──────── Фрагмент документа ────────

Роман создавался на конкретном историческом фоне и впитал в себя самые разнообразные импульсы общественной жизни. За десять лет, в которые он был написан, Сологуб стал свидетелем шумной кампании за отмену телесных наказаний, всероссийского торжества — празднования столетнего Пушкинского юбилея и скандального процесса Оскара Уайльда, который бурно переживала европейская общественность. Все эти и некоторые другие события получили непосредственный отклик в «Мелком бесе».
2
О происхождении «стегальных дел мастера»
Нужно, чтобы ребенка везде секли — и в семье, и в школе, и на улице, и в гостях…
Роман об учителе-садисте Сологуб начал в период развернувшейся кампании за отмену телесных наказаний. Это обстоятельство определенным образом отразилось на его замысле.
Телесные наказания в России, узаконенные государственным правом, имели многовековую традицию; в разных формах они просуществовали до конца XIX столетия. Процесс отмирания позорных экзекуций, начавшийся еще при Екатерине II, активизировался лишь в середине XIX века, но продвигался чрезвычайно медленно. В соответствии с «Временными Правилами Волостного Суда» Устава о наказаниях (1861) розга как мера наказания широко применялась для низших классов населения — из-за отсутствия достаточного количества тюрем и неспособности простого народа заплатить денежный штраф. («Достоинство их: они весьма дешевы, — достаточно нескольких десятин леса для того, чтобы перепороть всех граждан государства: они всегда под рукою; <…> они моментальны — лег, отсекся — встал и ушел» [607] .) Земское начальство, впрочем, имело право заменить розгу денежным штрафом в пользу мирских сумм: 20 розог приравнивались к сумме в 30 рублей.

──────── Данные упражнения ────────

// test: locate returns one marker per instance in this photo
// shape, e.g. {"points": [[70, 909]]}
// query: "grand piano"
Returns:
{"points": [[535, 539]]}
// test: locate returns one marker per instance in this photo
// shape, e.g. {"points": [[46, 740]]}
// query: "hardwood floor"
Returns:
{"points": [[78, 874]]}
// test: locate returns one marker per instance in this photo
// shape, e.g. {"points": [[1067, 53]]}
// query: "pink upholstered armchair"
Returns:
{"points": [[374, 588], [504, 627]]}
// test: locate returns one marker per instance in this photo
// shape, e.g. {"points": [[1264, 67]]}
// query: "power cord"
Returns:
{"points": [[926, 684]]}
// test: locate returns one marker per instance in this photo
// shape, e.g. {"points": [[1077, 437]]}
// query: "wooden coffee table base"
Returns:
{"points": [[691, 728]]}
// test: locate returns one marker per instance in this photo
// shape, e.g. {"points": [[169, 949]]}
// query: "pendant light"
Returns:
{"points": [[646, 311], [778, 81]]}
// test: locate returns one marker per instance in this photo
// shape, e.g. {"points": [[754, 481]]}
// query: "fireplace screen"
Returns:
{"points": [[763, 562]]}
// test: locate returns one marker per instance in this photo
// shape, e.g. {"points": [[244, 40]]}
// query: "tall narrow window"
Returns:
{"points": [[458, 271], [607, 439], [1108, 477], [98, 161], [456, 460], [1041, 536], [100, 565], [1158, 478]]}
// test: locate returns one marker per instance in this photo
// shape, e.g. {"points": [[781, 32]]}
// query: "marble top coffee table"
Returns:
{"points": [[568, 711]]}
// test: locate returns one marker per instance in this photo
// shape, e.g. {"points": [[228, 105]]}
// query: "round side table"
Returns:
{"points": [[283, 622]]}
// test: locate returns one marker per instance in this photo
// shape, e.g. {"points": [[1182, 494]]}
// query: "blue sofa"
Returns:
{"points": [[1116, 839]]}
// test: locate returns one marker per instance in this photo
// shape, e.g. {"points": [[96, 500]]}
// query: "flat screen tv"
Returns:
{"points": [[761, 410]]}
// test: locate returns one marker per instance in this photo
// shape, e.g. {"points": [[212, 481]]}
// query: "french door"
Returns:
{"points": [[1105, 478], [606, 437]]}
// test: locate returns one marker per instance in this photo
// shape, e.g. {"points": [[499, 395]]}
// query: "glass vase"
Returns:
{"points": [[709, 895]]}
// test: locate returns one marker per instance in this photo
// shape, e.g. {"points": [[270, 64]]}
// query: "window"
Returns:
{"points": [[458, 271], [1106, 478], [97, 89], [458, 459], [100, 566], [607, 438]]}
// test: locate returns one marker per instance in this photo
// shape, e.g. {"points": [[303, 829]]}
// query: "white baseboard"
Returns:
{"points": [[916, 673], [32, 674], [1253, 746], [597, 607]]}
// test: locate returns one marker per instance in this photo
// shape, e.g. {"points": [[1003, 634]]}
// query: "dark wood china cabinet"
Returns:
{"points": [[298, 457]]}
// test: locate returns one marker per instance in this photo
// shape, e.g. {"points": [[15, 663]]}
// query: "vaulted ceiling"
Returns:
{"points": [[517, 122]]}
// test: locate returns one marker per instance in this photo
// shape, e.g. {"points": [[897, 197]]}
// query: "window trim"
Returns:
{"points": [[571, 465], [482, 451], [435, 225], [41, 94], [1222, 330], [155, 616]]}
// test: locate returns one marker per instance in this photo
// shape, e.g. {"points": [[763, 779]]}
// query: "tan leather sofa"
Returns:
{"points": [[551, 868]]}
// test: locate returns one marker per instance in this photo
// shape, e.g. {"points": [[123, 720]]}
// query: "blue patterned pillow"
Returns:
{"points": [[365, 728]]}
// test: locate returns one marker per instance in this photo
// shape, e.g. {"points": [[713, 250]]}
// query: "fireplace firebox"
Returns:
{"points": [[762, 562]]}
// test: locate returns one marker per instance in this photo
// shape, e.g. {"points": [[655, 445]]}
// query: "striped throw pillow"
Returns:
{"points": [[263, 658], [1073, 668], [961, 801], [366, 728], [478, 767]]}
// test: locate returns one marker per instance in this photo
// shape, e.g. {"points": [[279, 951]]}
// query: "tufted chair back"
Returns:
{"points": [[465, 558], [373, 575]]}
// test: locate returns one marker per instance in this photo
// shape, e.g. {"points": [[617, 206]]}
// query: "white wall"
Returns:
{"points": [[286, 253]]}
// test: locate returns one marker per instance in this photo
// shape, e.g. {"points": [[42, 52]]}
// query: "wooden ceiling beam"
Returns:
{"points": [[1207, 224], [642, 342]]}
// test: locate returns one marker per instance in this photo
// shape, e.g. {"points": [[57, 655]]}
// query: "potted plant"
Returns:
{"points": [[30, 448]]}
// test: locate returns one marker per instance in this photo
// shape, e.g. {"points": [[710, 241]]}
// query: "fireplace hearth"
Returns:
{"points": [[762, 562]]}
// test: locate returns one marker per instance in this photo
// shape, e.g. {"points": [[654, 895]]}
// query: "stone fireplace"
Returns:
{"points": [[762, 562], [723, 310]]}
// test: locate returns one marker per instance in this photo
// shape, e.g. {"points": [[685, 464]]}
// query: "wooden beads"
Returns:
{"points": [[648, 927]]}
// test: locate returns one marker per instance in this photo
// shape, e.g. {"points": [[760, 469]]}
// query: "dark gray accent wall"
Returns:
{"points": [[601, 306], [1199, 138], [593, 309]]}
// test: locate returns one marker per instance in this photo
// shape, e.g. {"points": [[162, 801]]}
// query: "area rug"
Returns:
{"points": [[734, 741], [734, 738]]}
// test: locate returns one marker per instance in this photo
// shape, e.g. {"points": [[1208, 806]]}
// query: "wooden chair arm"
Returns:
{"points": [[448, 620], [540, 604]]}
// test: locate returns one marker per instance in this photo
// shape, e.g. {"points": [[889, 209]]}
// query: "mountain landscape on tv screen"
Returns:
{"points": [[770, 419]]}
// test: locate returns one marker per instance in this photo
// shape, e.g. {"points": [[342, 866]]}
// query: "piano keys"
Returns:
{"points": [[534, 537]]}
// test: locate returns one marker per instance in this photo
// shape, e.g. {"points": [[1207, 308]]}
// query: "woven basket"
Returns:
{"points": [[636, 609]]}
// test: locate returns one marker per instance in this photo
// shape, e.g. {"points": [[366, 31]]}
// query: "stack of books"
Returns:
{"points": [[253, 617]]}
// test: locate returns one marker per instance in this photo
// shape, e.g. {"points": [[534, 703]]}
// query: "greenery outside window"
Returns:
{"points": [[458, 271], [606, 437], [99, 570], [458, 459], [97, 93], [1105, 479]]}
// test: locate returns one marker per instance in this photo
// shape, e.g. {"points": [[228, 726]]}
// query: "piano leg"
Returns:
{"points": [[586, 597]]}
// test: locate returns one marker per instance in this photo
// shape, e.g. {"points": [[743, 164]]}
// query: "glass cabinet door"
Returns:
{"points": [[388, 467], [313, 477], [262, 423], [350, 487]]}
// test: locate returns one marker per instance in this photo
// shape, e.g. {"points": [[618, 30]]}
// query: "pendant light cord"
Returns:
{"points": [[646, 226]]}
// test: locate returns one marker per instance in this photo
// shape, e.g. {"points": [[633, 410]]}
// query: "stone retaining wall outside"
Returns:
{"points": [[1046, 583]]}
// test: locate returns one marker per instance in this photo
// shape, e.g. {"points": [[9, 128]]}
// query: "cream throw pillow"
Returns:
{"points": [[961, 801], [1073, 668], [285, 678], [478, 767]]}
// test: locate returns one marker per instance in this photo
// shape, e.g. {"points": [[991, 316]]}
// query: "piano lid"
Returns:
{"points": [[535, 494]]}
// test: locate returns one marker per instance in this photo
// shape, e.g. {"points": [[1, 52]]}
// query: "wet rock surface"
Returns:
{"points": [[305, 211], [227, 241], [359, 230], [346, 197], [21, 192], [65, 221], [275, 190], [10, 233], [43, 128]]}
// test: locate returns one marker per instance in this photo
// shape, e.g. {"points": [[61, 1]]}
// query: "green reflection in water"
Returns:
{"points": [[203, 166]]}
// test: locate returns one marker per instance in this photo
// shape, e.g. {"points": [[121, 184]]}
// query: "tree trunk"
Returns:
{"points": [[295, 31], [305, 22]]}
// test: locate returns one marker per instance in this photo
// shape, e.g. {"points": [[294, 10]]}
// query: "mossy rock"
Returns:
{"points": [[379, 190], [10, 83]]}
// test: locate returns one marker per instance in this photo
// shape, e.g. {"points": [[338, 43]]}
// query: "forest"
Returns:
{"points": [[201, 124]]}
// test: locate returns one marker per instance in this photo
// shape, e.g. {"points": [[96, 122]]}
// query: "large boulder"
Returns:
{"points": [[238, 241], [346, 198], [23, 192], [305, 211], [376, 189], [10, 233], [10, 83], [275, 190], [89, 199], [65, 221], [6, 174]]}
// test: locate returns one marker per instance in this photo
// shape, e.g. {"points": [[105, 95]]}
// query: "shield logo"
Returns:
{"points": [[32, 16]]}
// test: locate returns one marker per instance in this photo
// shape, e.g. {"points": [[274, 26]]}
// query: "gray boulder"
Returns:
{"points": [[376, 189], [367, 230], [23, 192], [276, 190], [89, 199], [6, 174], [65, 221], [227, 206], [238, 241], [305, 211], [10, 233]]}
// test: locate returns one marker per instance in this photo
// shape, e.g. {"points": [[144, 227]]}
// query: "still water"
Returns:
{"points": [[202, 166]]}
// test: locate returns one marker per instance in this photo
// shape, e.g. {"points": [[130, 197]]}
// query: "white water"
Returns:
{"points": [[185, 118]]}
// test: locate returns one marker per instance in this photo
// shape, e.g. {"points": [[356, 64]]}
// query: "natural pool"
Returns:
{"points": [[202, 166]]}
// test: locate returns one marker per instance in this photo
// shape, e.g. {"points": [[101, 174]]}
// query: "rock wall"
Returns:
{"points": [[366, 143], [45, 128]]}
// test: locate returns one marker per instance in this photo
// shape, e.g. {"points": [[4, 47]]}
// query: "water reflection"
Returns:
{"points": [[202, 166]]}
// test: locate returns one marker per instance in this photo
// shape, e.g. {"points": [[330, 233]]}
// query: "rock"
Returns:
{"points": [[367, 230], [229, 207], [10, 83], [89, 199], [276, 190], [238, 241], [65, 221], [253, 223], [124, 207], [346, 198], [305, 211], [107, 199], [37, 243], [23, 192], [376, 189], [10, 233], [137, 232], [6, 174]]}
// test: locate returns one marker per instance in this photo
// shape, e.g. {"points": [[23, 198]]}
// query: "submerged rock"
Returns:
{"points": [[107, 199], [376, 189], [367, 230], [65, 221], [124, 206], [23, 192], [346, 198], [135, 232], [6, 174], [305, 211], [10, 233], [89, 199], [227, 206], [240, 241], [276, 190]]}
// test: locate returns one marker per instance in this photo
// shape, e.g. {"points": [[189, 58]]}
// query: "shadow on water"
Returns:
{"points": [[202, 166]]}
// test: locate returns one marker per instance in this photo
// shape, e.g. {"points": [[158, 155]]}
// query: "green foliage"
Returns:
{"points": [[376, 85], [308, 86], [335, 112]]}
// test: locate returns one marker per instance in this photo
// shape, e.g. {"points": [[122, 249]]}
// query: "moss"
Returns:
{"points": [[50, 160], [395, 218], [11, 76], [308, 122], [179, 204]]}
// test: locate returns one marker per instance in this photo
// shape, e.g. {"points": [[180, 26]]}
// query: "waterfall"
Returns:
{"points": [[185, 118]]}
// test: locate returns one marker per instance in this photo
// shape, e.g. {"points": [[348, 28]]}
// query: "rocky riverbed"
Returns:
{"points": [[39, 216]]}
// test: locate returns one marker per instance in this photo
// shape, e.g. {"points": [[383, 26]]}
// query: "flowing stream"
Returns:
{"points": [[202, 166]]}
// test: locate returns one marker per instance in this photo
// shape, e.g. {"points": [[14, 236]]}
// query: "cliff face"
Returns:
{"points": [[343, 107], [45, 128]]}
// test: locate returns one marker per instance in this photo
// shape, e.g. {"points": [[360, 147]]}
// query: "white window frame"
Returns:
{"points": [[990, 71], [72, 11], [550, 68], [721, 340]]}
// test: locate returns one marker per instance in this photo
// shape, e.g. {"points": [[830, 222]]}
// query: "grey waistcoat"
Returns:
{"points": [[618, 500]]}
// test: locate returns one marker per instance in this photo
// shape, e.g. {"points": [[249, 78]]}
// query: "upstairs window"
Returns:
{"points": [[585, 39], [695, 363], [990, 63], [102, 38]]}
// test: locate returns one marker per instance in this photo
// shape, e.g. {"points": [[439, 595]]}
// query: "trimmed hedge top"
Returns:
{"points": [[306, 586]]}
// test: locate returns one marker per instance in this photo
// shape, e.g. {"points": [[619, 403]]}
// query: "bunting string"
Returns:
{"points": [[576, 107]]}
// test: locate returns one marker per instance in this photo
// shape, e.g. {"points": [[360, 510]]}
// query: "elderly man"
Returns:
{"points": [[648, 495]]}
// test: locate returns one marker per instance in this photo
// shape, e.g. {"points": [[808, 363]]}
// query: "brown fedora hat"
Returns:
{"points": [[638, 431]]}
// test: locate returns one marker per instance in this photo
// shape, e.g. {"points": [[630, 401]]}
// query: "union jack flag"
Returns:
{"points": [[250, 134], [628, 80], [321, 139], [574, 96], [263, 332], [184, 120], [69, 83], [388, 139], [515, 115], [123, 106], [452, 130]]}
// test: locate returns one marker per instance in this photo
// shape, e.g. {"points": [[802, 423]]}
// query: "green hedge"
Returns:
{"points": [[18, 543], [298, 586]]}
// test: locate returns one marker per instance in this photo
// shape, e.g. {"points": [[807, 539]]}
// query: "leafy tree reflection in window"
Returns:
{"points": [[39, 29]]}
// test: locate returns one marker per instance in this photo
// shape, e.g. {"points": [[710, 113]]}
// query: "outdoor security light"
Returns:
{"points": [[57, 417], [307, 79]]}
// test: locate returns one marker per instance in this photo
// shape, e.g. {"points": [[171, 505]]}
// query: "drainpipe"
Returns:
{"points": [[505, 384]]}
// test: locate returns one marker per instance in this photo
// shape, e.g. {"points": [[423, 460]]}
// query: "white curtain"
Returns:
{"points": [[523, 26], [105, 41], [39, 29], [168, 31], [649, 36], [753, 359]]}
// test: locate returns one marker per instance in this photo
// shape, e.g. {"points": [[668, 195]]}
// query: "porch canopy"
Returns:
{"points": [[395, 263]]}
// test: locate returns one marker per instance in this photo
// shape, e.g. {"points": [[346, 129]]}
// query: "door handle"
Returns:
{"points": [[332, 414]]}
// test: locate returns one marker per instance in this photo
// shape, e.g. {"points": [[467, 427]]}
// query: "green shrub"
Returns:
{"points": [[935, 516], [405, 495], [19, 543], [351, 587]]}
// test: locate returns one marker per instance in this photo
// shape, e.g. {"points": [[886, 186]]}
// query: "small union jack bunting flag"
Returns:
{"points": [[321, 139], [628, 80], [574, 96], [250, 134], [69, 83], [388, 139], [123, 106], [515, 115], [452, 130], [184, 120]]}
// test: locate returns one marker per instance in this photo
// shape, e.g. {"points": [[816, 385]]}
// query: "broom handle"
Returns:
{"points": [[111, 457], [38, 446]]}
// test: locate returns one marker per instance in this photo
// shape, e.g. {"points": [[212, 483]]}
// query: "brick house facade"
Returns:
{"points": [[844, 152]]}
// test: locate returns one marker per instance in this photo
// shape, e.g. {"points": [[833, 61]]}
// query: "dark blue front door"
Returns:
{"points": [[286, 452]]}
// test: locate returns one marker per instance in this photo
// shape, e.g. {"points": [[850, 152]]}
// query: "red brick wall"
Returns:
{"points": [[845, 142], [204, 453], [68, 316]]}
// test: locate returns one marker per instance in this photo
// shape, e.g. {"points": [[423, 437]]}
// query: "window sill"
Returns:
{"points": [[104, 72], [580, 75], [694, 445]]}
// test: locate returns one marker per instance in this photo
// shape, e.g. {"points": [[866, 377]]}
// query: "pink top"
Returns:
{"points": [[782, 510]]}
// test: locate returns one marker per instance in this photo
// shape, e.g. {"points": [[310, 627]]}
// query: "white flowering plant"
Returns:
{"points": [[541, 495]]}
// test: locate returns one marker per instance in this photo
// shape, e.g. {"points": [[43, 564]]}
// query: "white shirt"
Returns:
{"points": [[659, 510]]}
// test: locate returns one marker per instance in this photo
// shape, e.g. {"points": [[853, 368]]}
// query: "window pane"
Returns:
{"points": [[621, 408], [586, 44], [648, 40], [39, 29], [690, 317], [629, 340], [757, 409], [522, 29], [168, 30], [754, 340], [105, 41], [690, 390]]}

────────

Задания к упражнению:
1/ Определите, соответствуют ли фрагменту о «Мелком бесе» утверждения (а) «Роман писался десять лет», (б) «Отмирание телесных наказаний началось при Петре I» и (в) «Двадцать розог приравнивались к тридцати рублям». На каждое ответьте «да» или «нет» и приведите точную цитату из фрагмента, которая это решает.
2/ Обновите фрагмент о «Мелком бесе»: перепишите его от слов «Нужно, чтобы ребенка» до слов «на его замысле.», заменив «учителе-садисте» на «учителе-истязателе».
3/ Продолжите фрагмент о «Мелком бесе» с того места, на котором он заканчивается.

Письменные ответы:
1/
(а) Да: «За десять лет, в которые он был написан».
(б) Нет: «Процесс отмирания позорных экзекуций, начавшийся еще при Екатерине II».
(в) Да: «20 розог приравнивались к сумме в 30 рублей».

2/
Нужно, чтобы ребенка везде секли — и в семье, и в школе, и на улице, и в гостях…
Роман об учителе-истязателе Сологуб начал в период развернувшейся кампании за отмену телесных наказаний. Это обстоятельство определенным образом отразилось на его замысле.

3/
607
Неклюдов Н. А.Общая часть Уголовного Права (Конспект). — СПб.: Рус. книжная торговля, 1875. — С. 122.
Розги были отменены во всех казенных учебных заведениях, уставы которых не давали начальству прав сечь воспитанников, что отнюдь не препятствовало злоупотреблениям наказаниями в народных школах и училищах. В бумагах Сологуба сохранилась выписка из школьной ведомости за 1875/76 учебный год, сопровожденная его примечаниями:
Из 21 ученика наказаны розгами 16 уч<еников> = 76 %. Всего было 46 случаев наказания, в том числе после экзамена 9 и после переэкзамен<овок> 3. Давалось от 10 до 60 ударов. 1 ученик был наказан 5 раз, 1 раз после переэкзаменовки, всего получил 100 уд<аров>. <…> Все эти случаи только за неуспеваемость. Можно предположить, что наказания розгами за шалости были еще чаще. Возможно, что высечены были все мальчики, и случаев сечения было (для успехов месяц — то же, что для шалостей неделя) около 275 и около 7000 уд<аров> [608] .
608
ИРЛИ. Ф. 289. Оп. 6. Ед. хр. 183.
В 1889 году был издан закон о земских начальниках, призванный восполнить отсутствие твердой правительственной власти на местах и приведший к расширению области применения розги: согласно нововведению, телесное наказание допускалось лишь по приговору волостных судов, но утверждалось земскими начальниками. Закон повлек за собой многочисленные злоупотребления. Внимание общественности вновь было обращено к наболевшему вопросу. Начавшаяся в конце 1880-х — начале 1890-х годов кампания за отмену телесных наказаний стала почти всеобщей и получила широкое освещение в печати.
В 1896 году в Киеве состоялся VI съезд русских врачей в память Н. И. Пирогова, его участники обратились к правительству с ходатайством об отмене телесных наказаний. В опубликованных материалах съезда на первой же странице говорилось:
Стоит только собраться по какому-либо поводу большей или меньшей общественной группе, и тотчас возникает вопрос о необходимости добиваться отмены телесных наказаний. Уездные губернские собрания, заседания Вольного Экономического Общества, съезды врачей, заседания врачебных обществ и т. п. не могут в огромном числе случаев обходить молчанием этот вопрос, горячо обсуждают его и ищут пути к уничтожению позорящего всех нас пятна [609] .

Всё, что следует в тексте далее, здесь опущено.